#### [Tarefas obrigatórias]
A - Segundo a entrevista, por que as primeiras histórias da série saíram em revistas estrangeiras? Responda em até três frases.
B - Devolva, sem nenhuma alteração, o trecho da entrevista que vai de "MN: Qual o retorno" a "da sua preferência.".

─── Texto do exercício ───

Chris: Levei um pouco mais de sete anos pesquisando e escrevendo as histórias que compõem o romance. Fiz muitas outras coisas durante este período, claro. Nasceu meu filho, fiz mestrado, vendi um estúdio de games para Ubisoft, trabalhei como professor de jogos digitais, participei de um monte de outros projetos, mas durante este tempo, nunca parei de trabalhar na série. Tentei “pintar” a época da maneira mais fiel possível, dentro das fontes disponíveis, e utilizei cerca de 200 livros na minha pesquisa.
MN: Qual o retorno que o público lhe deu e como é seu contato com os fãs?
Chris: O retorno tem sido altamente positivo. As histórias já foram traduzidas para vários idiomas. Tanto as histórias quanto a adaptação para quadrinhos já concorreram a prêmios importantes. No Brasil, os livros já foram adotados em dezenas de escolas, e palestro para milhares de alunos por ano. Para dialogar com os fãs, tenho um newsletter, o site da série, uma página no Facebook e contas no Twitter e no Instagram. Assim, o leitor pode escolher o meio da sua preferência.
Quem cuida de todas estas postagens atualmente é o Victor Batista, que trabalha comigo, já que não tenho mais condições de fazer tudo isso e ainda produzir alguma coisa. Mas quando alguém manda uma mensagem, eu que respondo. Antigamente, recebi poucas comunicações, mas hoje em dia, há pessoas entrando em contato toda semana para elogiar os livros. Sempre fico honrado quando alguém toma seu tempo para entrar em contato comigo. Dá muito orgulho todas estas conquistas da série, sem dúvida.
MN: Como você reagiu com cada tradução que o livro teve?
Chris: As primeiras traduções eu que busquei. A série começou em forma de contos, sem maiores pretensões comerciais, onde é normal o autor mandar para revistas estrangeiras. Por isso, as primeiras histórias saírem em lugares como RealmsofFantasy, StarShipSofa e Pevnost. Depois de lançar a série de forma comercial (em português através da Devir e em inglês através de uma edição minha) e atingir certo nível de sucesso, as editoras estrangeiras começaram a me buscar para licenciar direitos de distribuição. Fui realmente chocado quando a DoubanRead, rede social chinesa com 100 milhões de usuários, entrou em contato comigo para vender os livros na China. Em breve, vem uma edição pela Sportula, na Espanha. De novo, cada pedido é uma honra para mim.

─── Linhas fornecidas ───

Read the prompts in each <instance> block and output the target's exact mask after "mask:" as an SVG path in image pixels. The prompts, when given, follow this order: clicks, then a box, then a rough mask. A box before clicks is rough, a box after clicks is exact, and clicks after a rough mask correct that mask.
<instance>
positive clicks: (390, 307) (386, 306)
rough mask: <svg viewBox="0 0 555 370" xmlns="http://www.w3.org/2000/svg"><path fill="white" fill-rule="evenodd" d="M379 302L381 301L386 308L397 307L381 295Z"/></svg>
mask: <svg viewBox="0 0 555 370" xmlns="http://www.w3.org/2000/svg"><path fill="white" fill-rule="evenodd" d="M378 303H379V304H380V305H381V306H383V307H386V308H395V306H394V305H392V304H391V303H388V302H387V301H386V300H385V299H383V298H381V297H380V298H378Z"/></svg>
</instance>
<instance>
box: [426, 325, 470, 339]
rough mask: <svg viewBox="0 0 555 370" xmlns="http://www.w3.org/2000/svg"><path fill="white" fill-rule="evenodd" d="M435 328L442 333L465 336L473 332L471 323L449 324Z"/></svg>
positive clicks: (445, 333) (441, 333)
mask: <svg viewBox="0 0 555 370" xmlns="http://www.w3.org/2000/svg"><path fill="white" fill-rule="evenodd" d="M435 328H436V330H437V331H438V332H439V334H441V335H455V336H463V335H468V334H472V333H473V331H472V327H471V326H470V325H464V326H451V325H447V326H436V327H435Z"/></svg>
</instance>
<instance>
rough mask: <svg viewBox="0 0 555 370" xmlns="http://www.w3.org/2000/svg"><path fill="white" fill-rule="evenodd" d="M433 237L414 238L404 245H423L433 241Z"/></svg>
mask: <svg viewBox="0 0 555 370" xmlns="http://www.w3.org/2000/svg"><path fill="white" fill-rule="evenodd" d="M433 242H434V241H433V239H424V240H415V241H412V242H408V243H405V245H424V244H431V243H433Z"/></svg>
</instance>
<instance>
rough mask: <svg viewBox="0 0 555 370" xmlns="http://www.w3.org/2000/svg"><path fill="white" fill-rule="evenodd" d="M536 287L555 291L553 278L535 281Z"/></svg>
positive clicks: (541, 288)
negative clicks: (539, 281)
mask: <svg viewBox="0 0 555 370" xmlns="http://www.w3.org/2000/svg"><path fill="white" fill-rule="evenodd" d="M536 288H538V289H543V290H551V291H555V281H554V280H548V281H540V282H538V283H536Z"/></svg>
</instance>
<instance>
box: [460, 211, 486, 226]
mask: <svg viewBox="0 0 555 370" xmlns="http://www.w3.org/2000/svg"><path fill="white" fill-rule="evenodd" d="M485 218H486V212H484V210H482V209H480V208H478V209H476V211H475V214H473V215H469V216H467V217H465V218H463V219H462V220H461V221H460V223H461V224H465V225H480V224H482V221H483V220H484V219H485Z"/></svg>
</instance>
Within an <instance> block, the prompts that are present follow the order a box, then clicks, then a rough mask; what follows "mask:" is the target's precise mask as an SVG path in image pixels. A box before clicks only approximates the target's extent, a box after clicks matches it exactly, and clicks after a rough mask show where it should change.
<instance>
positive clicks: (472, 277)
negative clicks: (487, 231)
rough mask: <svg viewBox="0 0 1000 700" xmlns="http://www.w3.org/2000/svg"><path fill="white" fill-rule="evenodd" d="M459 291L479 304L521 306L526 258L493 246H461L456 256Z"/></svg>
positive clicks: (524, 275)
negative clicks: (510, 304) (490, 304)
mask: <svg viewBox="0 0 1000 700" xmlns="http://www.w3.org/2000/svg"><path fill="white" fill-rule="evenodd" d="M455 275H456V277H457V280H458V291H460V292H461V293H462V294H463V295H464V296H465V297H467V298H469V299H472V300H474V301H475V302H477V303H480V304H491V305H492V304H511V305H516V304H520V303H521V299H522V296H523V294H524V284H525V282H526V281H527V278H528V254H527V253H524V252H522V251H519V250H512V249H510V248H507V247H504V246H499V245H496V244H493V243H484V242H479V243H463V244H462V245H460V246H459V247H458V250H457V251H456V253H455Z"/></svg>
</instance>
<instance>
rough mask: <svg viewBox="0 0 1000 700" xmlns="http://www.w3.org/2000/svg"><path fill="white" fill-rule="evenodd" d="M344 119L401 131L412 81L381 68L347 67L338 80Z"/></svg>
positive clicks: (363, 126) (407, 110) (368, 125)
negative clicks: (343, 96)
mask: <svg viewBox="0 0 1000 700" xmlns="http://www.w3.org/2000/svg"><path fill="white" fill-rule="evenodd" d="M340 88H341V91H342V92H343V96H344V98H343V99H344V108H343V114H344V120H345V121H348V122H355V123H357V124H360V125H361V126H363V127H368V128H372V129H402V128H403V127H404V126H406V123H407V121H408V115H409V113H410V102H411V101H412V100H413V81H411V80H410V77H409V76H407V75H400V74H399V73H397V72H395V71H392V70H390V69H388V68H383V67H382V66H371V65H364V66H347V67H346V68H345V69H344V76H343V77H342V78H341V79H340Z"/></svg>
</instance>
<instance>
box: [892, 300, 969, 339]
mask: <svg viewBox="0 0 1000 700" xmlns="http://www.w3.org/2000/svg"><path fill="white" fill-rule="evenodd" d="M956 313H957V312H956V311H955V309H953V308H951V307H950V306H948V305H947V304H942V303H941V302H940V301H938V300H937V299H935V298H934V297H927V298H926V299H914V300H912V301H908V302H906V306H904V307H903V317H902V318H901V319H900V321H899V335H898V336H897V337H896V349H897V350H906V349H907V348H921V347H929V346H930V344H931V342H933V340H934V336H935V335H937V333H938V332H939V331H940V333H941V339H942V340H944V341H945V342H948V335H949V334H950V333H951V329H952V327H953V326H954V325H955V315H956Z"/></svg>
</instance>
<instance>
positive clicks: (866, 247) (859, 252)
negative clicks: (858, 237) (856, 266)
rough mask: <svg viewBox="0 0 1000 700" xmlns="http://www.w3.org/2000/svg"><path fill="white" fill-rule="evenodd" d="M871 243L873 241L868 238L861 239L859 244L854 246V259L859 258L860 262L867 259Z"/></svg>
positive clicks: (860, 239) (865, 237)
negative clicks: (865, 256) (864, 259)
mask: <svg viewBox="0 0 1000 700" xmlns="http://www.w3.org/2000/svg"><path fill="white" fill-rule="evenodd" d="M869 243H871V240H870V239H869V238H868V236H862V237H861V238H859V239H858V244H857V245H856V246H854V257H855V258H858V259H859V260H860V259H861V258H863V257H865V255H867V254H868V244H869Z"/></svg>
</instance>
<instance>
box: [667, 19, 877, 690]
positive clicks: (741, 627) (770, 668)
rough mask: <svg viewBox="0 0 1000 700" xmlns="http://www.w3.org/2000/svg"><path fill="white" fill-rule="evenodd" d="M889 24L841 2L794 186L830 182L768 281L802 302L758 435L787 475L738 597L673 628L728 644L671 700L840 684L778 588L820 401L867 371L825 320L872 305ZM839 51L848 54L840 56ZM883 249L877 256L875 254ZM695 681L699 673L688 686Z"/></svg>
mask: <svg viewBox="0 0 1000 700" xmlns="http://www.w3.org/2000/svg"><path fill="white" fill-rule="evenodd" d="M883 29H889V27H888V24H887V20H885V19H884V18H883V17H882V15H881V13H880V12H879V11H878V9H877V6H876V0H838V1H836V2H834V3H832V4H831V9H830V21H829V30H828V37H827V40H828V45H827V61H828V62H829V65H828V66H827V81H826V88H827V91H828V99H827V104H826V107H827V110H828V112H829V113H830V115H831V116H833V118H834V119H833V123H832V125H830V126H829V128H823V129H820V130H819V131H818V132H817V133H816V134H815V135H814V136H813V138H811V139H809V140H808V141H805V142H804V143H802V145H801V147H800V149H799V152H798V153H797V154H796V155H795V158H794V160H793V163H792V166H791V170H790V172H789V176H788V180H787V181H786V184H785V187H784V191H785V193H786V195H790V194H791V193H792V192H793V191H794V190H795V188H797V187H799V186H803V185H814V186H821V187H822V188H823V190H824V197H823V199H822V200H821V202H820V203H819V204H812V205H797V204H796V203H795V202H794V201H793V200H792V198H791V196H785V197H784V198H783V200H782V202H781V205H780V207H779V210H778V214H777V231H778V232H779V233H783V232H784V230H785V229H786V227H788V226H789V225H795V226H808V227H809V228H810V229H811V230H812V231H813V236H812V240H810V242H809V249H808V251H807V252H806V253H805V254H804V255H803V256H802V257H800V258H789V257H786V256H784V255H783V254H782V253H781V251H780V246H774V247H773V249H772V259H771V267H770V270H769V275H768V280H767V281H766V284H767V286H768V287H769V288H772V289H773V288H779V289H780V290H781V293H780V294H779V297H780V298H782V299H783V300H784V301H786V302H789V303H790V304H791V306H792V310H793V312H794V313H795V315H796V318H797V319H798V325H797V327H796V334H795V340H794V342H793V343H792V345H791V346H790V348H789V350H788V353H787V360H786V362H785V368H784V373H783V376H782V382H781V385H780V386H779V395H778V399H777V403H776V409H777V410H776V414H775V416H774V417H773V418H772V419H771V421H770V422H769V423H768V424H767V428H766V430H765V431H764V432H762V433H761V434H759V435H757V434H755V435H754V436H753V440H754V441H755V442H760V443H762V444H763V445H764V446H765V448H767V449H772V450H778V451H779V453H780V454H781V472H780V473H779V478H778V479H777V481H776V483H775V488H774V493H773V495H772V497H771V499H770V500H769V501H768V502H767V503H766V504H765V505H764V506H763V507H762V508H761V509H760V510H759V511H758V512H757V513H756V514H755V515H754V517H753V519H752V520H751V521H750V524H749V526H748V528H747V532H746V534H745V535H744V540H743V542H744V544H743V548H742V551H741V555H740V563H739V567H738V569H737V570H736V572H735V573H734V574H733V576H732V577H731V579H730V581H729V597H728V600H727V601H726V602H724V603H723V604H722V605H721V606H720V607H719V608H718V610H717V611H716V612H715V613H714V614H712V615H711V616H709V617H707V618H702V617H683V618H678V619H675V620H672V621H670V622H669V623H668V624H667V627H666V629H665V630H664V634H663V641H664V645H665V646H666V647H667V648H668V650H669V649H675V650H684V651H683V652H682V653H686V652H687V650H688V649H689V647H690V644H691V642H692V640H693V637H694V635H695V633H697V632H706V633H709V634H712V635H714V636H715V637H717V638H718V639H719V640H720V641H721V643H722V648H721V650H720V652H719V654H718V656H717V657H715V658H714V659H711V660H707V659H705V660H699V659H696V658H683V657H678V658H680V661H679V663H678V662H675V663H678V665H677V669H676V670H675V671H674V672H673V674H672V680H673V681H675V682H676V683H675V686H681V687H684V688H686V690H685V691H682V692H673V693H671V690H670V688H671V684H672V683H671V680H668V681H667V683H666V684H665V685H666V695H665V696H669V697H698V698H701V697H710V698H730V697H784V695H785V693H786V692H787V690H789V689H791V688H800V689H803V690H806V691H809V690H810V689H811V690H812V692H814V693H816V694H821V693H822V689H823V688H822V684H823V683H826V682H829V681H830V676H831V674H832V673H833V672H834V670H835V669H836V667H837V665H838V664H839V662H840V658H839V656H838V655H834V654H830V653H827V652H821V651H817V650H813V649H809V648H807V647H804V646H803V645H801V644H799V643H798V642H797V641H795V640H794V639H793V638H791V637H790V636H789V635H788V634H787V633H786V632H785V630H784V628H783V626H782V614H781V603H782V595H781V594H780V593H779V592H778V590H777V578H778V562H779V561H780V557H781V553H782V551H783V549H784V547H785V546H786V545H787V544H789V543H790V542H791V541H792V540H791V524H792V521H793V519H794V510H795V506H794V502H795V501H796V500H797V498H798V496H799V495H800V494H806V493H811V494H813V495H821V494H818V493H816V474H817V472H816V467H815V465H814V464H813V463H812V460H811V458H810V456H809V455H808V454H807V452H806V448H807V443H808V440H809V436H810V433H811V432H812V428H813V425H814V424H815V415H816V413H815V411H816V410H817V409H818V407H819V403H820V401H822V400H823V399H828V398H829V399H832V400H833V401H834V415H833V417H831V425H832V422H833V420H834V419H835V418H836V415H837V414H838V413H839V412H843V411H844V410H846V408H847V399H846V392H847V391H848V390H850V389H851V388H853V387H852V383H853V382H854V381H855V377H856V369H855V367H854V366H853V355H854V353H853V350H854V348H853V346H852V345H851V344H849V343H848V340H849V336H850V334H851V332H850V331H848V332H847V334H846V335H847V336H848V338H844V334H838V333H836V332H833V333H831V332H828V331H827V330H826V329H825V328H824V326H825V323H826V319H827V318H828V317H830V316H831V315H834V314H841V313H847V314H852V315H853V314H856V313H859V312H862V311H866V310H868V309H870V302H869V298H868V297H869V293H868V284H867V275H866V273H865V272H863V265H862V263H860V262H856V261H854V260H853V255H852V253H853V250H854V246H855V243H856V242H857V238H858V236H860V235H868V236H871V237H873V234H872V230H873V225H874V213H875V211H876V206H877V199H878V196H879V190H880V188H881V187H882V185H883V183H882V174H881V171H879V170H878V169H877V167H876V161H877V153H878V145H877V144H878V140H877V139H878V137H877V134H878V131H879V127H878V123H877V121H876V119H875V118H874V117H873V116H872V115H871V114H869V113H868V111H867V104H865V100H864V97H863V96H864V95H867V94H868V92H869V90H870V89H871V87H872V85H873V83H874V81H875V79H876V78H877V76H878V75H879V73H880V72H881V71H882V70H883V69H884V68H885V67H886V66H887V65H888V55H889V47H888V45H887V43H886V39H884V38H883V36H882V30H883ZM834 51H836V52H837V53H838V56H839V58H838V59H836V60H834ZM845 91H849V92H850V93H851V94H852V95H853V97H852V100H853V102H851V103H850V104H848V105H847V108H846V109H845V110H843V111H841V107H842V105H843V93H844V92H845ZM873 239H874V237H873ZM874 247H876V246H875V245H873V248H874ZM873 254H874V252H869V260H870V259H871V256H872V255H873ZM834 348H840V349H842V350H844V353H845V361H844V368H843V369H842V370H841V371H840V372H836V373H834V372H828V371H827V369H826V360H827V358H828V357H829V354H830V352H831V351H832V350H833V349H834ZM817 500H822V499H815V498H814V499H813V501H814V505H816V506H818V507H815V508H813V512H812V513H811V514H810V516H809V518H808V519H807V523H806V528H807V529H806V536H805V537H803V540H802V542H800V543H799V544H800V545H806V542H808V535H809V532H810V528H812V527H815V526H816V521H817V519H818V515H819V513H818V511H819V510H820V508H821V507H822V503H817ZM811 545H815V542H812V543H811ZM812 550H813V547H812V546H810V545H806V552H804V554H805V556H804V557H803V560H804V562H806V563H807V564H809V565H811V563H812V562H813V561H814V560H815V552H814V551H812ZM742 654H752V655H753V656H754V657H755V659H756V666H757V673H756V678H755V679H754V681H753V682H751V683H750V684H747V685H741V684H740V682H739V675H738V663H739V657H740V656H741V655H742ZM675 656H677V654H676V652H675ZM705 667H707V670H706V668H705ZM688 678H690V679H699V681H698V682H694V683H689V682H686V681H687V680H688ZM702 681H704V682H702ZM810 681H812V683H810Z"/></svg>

───

#### [Respostas às tarefas]
A - A série começou em forma de contos, sem maiores pretensões comerciais, e nesse formato é normal o autor mandar os textos para revistas estrangeiras. Por isso, as primeiras histórias saíram em lugares como RealmsofFantasy, StarShipSofa e Pevnost.

B -
MN: Qual o retorno que o público lhe deu e como é seu contato com os fãs?
Chris: O retorno tem sido altamente positivo. As histórias já foram traduzidas para vários idiomas. Tanto as histórias quanto a adaptação para quadrinhos já concorreram a prêmios importantes. No Brasil, os livros já foram adotados em dezenas de escolas, e palestro para milhares de alunos por ano. Para dialogar com os fãs, tenho um newsletter, o site da série, uma página no Facebook e contas no Twitter e no Instagram. Assim, o leitor pode escolher o meio da sua preferência.